(Beginning of Data extracts)

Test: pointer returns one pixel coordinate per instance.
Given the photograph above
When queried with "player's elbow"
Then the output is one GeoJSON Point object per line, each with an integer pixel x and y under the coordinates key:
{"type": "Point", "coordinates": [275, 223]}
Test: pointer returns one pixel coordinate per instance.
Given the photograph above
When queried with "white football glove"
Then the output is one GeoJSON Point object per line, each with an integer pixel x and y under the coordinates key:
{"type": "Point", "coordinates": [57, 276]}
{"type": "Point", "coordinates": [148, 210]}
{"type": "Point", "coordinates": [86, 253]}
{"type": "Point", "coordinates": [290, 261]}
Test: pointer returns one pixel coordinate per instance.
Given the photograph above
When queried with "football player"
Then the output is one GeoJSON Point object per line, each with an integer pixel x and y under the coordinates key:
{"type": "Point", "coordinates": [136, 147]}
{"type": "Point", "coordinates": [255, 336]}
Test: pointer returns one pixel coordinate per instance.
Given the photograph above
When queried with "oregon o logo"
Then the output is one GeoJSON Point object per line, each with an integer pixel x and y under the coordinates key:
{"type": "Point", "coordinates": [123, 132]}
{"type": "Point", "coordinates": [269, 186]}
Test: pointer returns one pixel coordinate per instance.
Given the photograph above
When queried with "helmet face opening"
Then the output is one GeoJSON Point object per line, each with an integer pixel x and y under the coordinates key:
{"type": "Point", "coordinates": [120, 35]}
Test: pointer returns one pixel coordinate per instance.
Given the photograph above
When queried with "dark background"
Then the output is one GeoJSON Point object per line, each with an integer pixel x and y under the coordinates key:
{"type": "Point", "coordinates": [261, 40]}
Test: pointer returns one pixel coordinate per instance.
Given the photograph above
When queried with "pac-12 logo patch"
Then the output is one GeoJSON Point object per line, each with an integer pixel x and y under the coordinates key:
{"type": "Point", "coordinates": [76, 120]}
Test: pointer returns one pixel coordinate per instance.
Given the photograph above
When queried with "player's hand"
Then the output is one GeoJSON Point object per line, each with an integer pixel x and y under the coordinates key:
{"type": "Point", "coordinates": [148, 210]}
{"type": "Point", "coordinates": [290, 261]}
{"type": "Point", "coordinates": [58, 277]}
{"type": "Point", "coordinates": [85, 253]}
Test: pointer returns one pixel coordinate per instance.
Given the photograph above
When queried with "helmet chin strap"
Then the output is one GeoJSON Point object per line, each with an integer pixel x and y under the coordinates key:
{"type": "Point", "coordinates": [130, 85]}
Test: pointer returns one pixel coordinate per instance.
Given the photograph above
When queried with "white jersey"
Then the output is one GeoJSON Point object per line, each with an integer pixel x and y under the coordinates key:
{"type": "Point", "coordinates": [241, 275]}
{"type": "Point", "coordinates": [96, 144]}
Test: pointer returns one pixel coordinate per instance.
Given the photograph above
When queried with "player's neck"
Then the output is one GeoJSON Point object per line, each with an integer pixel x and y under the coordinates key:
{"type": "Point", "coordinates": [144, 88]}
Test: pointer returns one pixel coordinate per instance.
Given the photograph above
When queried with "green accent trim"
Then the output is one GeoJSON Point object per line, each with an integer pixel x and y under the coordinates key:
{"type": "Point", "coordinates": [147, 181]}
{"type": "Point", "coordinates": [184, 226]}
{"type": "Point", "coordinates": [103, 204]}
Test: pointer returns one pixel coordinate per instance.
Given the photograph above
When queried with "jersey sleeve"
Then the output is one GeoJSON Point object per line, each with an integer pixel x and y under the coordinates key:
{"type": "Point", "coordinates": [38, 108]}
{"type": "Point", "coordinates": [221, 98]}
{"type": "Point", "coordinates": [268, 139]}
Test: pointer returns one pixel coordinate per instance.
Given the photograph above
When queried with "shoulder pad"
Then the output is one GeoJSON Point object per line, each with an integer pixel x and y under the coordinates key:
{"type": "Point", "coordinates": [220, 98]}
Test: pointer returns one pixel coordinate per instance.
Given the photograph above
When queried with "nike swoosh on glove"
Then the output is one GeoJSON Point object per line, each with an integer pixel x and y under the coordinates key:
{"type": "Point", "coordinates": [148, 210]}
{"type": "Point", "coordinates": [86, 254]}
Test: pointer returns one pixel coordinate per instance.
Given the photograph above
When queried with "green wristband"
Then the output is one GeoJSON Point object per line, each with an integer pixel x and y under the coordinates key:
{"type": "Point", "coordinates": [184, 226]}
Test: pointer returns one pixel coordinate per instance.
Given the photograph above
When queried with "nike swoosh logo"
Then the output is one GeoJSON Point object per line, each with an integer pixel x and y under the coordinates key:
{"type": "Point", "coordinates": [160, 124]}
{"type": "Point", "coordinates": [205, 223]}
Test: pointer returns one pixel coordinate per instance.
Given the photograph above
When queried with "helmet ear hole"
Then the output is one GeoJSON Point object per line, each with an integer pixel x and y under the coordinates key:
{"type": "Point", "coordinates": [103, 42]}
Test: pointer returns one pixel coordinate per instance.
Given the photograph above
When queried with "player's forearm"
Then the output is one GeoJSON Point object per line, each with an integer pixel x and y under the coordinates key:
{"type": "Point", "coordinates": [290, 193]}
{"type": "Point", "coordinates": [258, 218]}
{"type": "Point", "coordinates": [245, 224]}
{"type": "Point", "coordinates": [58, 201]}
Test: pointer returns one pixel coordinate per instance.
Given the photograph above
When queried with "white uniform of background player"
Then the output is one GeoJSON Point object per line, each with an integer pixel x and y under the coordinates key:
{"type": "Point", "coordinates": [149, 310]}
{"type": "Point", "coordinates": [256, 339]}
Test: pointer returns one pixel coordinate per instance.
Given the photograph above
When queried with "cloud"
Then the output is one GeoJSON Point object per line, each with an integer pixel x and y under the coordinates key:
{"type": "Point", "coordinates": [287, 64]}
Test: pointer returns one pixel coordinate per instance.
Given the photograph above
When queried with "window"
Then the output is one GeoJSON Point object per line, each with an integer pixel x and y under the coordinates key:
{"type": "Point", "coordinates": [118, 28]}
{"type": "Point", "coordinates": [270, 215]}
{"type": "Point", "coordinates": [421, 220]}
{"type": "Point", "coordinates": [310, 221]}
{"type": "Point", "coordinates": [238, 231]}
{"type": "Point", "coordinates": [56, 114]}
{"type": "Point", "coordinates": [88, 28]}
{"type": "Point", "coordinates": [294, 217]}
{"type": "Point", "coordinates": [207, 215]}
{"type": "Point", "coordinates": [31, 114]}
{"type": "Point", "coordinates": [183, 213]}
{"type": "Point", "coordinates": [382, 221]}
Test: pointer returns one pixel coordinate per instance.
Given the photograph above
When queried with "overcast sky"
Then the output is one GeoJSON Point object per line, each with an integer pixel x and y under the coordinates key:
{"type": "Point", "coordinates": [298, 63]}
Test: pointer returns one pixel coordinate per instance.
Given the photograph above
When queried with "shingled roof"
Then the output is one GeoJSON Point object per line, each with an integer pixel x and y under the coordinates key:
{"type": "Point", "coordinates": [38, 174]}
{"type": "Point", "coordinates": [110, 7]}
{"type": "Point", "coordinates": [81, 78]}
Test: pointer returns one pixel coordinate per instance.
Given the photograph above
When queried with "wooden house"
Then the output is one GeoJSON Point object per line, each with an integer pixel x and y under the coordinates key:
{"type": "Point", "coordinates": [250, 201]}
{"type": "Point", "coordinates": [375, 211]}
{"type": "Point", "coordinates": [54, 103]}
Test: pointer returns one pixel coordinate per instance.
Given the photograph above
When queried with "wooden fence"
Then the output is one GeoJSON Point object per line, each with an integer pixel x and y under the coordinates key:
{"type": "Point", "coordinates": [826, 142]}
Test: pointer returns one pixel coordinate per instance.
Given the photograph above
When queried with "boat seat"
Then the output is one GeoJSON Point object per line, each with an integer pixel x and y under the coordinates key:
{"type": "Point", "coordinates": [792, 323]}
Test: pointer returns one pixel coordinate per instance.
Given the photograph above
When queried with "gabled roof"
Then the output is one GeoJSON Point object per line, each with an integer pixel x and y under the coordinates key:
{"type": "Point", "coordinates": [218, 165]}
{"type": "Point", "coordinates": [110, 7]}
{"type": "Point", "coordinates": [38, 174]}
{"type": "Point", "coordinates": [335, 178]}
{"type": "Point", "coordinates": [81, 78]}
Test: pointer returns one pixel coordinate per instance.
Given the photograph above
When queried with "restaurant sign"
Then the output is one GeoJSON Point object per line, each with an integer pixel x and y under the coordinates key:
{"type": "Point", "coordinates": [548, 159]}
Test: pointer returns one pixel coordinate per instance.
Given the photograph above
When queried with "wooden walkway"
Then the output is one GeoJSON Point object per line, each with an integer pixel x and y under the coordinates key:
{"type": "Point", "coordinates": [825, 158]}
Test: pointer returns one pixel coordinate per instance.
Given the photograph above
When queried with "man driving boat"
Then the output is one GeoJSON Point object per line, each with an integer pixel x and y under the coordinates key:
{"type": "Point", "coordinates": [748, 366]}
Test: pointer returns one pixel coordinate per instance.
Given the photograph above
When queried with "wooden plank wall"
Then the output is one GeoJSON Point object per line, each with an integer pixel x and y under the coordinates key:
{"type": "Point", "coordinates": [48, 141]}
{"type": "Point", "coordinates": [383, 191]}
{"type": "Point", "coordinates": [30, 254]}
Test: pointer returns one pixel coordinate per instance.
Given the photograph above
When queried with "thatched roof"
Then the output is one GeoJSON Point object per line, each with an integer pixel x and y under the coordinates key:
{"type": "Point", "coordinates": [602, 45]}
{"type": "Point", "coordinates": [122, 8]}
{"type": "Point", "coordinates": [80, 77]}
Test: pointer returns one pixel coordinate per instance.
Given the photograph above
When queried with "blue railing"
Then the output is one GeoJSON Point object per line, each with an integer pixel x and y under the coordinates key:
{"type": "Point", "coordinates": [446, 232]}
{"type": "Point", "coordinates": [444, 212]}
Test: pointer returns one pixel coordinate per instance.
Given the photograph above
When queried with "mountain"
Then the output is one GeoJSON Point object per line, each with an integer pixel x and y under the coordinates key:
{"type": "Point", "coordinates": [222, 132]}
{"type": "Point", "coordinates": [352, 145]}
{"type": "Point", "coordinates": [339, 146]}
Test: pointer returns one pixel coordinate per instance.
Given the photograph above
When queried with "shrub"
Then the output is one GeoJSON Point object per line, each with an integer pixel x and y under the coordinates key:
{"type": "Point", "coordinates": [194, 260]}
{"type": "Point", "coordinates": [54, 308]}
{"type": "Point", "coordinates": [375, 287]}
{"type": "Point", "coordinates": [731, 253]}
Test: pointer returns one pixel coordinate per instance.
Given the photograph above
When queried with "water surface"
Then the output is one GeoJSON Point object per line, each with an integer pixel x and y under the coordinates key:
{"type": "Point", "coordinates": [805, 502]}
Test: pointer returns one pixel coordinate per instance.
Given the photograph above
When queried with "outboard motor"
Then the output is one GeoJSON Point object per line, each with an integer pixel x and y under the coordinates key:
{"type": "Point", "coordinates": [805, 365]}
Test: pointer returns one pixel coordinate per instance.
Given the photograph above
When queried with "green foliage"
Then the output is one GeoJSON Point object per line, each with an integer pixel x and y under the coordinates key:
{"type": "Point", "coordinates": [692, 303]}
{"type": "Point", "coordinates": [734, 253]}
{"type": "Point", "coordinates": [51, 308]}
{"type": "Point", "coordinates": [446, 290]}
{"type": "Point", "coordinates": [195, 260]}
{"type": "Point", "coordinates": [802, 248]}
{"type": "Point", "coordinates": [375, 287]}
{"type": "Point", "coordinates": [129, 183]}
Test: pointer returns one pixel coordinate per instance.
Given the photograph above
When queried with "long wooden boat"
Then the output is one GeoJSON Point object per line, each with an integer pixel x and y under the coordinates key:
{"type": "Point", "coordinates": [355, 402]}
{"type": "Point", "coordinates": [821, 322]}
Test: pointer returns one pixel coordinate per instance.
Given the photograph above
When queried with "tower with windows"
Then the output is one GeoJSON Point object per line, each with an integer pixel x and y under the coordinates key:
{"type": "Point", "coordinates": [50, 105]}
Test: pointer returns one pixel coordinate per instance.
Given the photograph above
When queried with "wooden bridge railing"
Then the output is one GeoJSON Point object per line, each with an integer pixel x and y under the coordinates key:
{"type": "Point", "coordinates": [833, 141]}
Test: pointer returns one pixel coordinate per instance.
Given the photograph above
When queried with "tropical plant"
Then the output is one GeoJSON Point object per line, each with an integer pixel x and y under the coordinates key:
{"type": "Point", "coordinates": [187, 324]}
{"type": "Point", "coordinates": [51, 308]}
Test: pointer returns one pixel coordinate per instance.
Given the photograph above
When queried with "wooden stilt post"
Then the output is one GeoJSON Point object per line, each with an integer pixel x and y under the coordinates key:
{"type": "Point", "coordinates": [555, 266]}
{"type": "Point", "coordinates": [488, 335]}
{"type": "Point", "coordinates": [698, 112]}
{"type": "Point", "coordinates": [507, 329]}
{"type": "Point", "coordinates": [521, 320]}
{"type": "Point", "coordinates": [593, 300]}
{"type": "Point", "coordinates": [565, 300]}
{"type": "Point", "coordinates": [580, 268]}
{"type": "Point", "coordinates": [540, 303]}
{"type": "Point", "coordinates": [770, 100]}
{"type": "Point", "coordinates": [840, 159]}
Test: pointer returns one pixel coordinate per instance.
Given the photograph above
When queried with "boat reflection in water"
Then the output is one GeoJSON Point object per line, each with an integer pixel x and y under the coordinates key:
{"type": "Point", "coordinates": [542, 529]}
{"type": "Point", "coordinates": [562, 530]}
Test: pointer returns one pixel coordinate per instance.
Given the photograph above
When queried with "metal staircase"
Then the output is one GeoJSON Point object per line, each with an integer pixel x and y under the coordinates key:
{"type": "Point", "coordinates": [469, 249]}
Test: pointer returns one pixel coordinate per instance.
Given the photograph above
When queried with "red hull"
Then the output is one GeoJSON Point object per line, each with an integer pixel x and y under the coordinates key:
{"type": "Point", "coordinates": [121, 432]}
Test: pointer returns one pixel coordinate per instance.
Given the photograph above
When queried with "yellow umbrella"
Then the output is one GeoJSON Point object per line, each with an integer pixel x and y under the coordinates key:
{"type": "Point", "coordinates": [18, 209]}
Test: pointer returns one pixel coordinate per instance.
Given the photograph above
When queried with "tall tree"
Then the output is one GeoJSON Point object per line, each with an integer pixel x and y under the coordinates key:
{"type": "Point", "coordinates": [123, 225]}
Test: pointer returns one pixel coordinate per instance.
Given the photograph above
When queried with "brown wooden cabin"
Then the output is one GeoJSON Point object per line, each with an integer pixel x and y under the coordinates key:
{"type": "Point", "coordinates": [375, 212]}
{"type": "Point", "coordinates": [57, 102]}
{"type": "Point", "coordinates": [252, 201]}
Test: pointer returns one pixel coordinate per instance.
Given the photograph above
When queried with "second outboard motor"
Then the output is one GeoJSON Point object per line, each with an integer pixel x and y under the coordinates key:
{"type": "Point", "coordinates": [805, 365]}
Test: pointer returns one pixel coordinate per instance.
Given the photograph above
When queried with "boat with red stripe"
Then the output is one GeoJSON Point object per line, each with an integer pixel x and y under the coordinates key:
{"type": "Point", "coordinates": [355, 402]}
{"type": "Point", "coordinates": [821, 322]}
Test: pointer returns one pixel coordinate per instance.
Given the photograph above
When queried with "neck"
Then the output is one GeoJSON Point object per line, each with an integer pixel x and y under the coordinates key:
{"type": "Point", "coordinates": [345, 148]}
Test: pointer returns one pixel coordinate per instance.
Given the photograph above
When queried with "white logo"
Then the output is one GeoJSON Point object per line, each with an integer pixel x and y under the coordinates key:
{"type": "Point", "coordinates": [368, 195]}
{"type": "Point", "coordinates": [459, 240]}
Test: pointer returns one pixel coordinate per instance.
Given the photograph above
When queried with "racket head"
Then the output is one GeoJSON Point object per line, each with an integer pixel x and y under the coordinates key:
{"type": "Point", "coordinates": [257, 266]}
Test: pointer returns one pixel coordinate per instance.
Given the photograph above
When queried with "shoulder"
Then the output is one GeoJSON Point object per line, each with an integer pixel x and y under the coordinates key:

(End of Data extracts)

# Exercise aim
Search the entries for the word "wooden" and pick out every line that holds it.

# Written solution
When queried with "wooden house"
When queried with "wooden fence"
When queried with "wooden walkway"
When queried with "wooden plank wall"
When queried with "long wooden boat"
When queried with "wooden bridge railing"
When queried with "wooden stilt post"
When queried with "brown wooden cabin"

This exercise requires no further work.